Compì i suoi studi presso i gesuiti al collegio dei Nobili di Napoli e, dopo l’espulsione della Compagnia dal Regno (1767), al collegio Clementino di Roma, retto dai somaschi, nella cui colonia d’Arcadia fu ascritto nel 1773 con il nome di Abretano Perizio e dove nel 1777 difese delle Praelectiones mechanicae practicae (Roma).
Avviato alla carriera ecclesiastica nell’ambito della strategia di ascesa sociale della famiglia, ascritta al patriziato beneventano dal 1721, conseguì la laurea in utroque iure alla Sapienza nell’aprile 1775. Dal 1778 al 1784 frequentò l’Accademia dei nobili ecclesiastici, da poco riaperta da Pio VI, assieme ad altri giovani destinati al servizio diplomatico fra cui Annibale della Genga, Antonio Gabriele Severoli ed Ercole Consalvi; nella Pasqua 1782 pronunciò in Vaticano una De Jesu Christi ascensione ad coelum oratio (Roma). Consalvi (1950, p. 11) probabilmente si riferiva anche a lui nel ricordare i propri «compagni» che dovettero «la loro fortuna» alle «relazioni favorevoli» presentate al papa da uno dei professori, l’intransigente polemista ex gesuita Francesco Antonio Zaccaria.
La sua carriera fu rapidissima: cameriere segreto nel maggio 1785, subito dopo prelato domestico e referendario, quando nell’agosto fu ordinato prete era già stato designato nunzio a Colonia da Pio VI. Consacrato vescovo di Damiata in partibus, ricevette la nomina il 24 aprile 1786 e arrivò in Germania agli inizi di giugno.
La nunziatura copriva gran parte della Germania e dei Paesi Bassi; Pacca si trovò a operare in un contesto difficile per la diffusione del febronianesimo e dalla politica regalista dell’imperatore Giuseppe II che il viaggio di Pio VI a Vienna (1782) non aveva attenuato. Nel giugno 1784 l’erezione di una nuova nunziatura a Monaco aveva suscitato la protesta degli arcivescovi elettori di Colonia, Treviri, Magonza e dell’arcivescovo di Salisburgo, che sottoscrissero nell’agosto 1786 la puntuazione di Ems in cui rivendicavano un’ampia autonomia dalla S. Sede. Il Nuntiaturstreit investì direttamente Pacca: l’arcivescovo di Colonia Massimiliano Francesco, fratello dell’imperatore, rifiutò di riceverlo se non avesse rinunciato a esercitare la giurisdizione e gli contestò la concessione di una dispensa matrimoniale al principe Ludwig Aloys von Hohenloe Bartenstein. Pacca rispose con una circolare ai parroci in cui annullava alcune dispense concesse dai vescovi e ribadiva le competenze del nunzio in materia, confermate nel gennaio 1787 da un breve di Pio VI, il quale definì poi la controversia, di cui era stata investita anche la dieta imperiale, nella Responsio ad metropolitanos Moguntinum, Trevirensem, Coloniensem et Salisburgensem super Nunciaturis apostolicis (Roma 1790), redatta da Giuseppe Garampi e da Zaccaria, che rigettava le tesi di Ems e difendeva l’operato di Pacca.

== Cosa fare ==
Continua il testo sulla carriera di Pacca dopo l'ultima frase riportata. Per questo compito le voci non servono.

== Dati forniti ==
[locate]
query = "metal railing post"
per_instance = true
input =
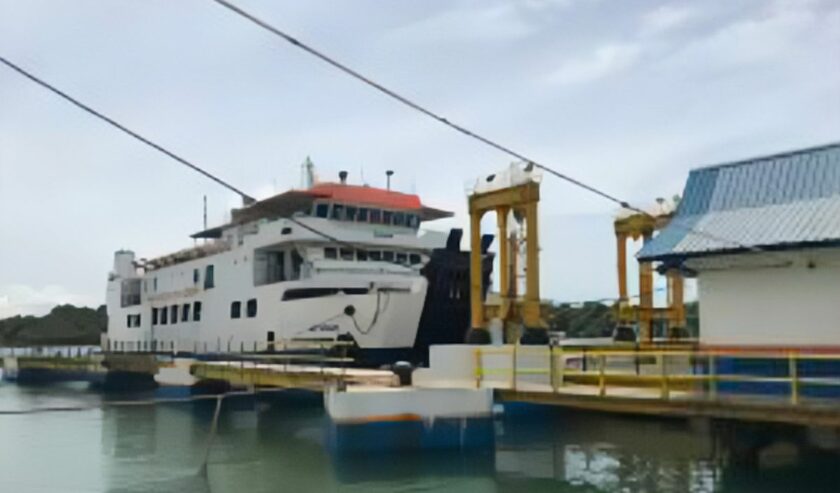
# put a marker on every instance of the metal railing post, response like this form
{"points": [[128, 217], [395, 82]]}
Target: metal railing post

==

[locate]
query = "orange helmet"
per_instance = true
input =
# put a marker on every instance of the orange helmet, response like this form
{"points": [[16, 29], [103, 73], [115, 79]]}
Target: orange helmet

== Risposta ==
Su un’altra questione delicata, suscitata nel 1787 dal tentativo di introdurre il culto protestante a Colonia con il beneplacito dell’imperatore, Pacca assunse un atteggiamento più prudente lasciando che fossero le autorità cittadine a opporvisi. Del tema della tolleranza, questa volta verso i cattolici, tornò a occuparsi in occasione dell’udienza ricevuta il 9 giugno 1788 dal re di Prussia Federico Guglielmo in visita in Westfalia, mentre una successiva missione presso Gustavo di Svezia non ebbe luogo per la morte del monarca.
Lo scoppio della Rivoluzione francese e la morte di Giuseppe II (20 febbraio 1790) attenuarono i conflitti. Pacca presenziò alla dieta di Francoforte ma non fu ammesso ai lavori e non ebbe alcun ruolo nell’elezione di Leopoldo II.
La posizione di confine in cui si trovava ne fece un osservatore privilegiato delle vicende rivoluzionarie. Sin dall’agosto 1789 si era trovato ad affrontare la rivolta di Liegi, nel territorio della nunziatura; nel luglio 1791 avrebbe dovuto consegnare a Luigi XVI in fuga dalla Francia una lettera di felicitazioni del papa, ma la missione fu vanificata dalla cattura del re a Varennes.
Promosso nel febbraio 1794 alla nunziatura di Lisbona, lasciò Colonia agli inizi di ottobre poco prima dell’ingresso dei francesi. Giunse alla nuova destinazione nell’aprile 1795, passando per Augusta – dove incontrò della Genga, suo successore – e per Roma.
Nelle sue memorie avrebbe descritto la situazione religiosa del Portogallo in termini più gravi di quella tedesca, lamentando il predominio delle posizioni gianseniste ed episcopaliste insegnate all’Università di Coimbra e il perdurare della politica anticuriale inaugurata dal marchese di Pombal, che lasciava poco spazio all’esercizio della giurisdizione del nunzio e delle sue competenze in materia di dispense matrimoniali e di sovrintendenza sugli ordini regolari. Il suo atto più solenne fu, nel settembre 1798, la presentazione del dono pontificio per la nascita dell’erede al trono.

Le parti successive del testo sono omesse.